**Aufgaben:**
(1) Übertrage den Satz „Großaspach hatte nach einer Steigerung im zweiten Abschnitt verdient gewonnen.“ aus dem Spielbericht ins Englische.
(2) Schreibe den Spielbericht über die Partie zwischen der SGB und Großaspach im Anschluss an seinen letzten Satz weiter.

**Dokument:**

Selbst jetzt gab die SGB nicht auf. Der eingewechselte David Siebert, der manch gute Idee hatte, setzte Dittmann ein - und dessen mit letztem Einsatz gebrachte Eingabe wehrte Aidonis beim Rettungsversuch mit der Hand ab. Sei die Auslegung heute wie sie sei - Marvin Pourié nutzte den Elfer zum späten Anschluss. Und da war sie ja noch, die Chance zum 2:2 für die SGB: Göbels nicht mal eben leicht zu haltenden Kopfball fischte Reul irgendwie raus, hielt den Sieg für sein Team fest, und auch Nick Bergers zweiten Versuch wehrten die Gäste ab. Direkt danach war Schluss. Großaspach hatte nach einer Steigerung im zweiten Abschnitt verdient gewonnen. Als besseres, weil stabileres Team, das besser zusammenarbeitete. Gerade in engen Räumen.

**Gespeichertes Material:**
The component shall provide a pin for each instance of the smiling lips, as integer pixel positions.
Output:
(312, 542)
* * *
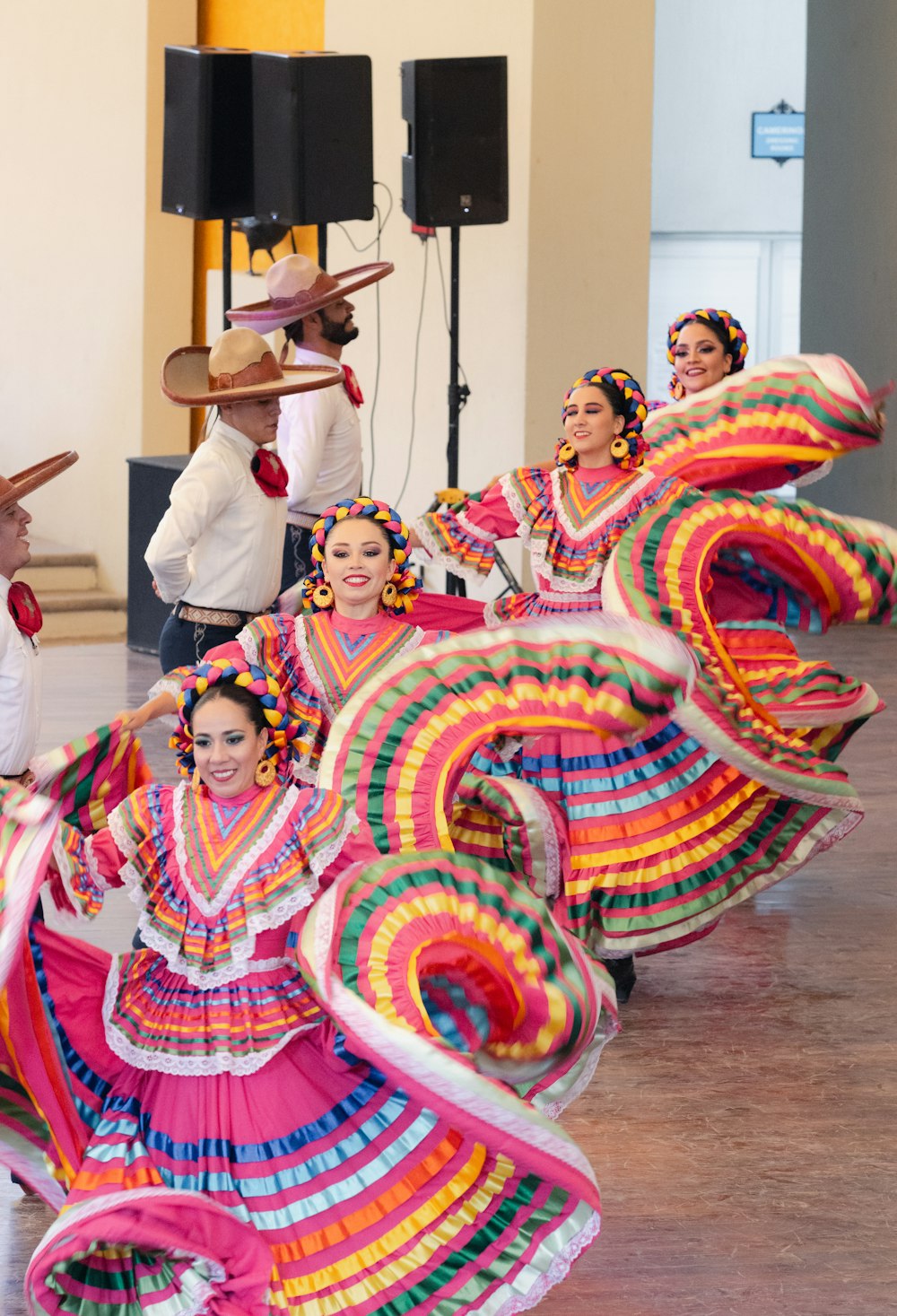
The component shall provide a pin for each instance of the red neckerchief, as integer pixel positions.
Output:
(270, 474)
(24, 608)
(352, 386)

**Antworten im Einzelnen:**
(1) After an improvement in the second half, Großaspach had deservedly won.

(2)
Dass die SGB punktemäßig auf der Stelle tritt, das spiegelte sich schon in den jüngsten Wochen wider. Jetzt aber besitzt sie nur noch ein Pünktchen Vorsprung auf den Viertletzten TSG Balingen; jeder weiß, dass man sich vom viertletzten Rang tunlichst fernhalten sollte, könnte dies doch ein Platz sein am Ende der Serie, der nicht mehr den Klassenerhalt, sondern den Abstieg bedeutet. Mag man der SGB - allen Verantwortlichen, dem Trainer und der Mannschaft - nur zurufen: Ruhe bewahren, innen und außen sowie Kopf hoch.

SG Barockstadt: Duda - Kraft, Habermehl, Frey, Schmitt (71. Besso) - Ivankovic, Pomnitz (86. Berger), Arcanjo Köhler (57. Göbel), Dittmann, Korzuschek (71. Pourié), Reinhard (57. Siebert)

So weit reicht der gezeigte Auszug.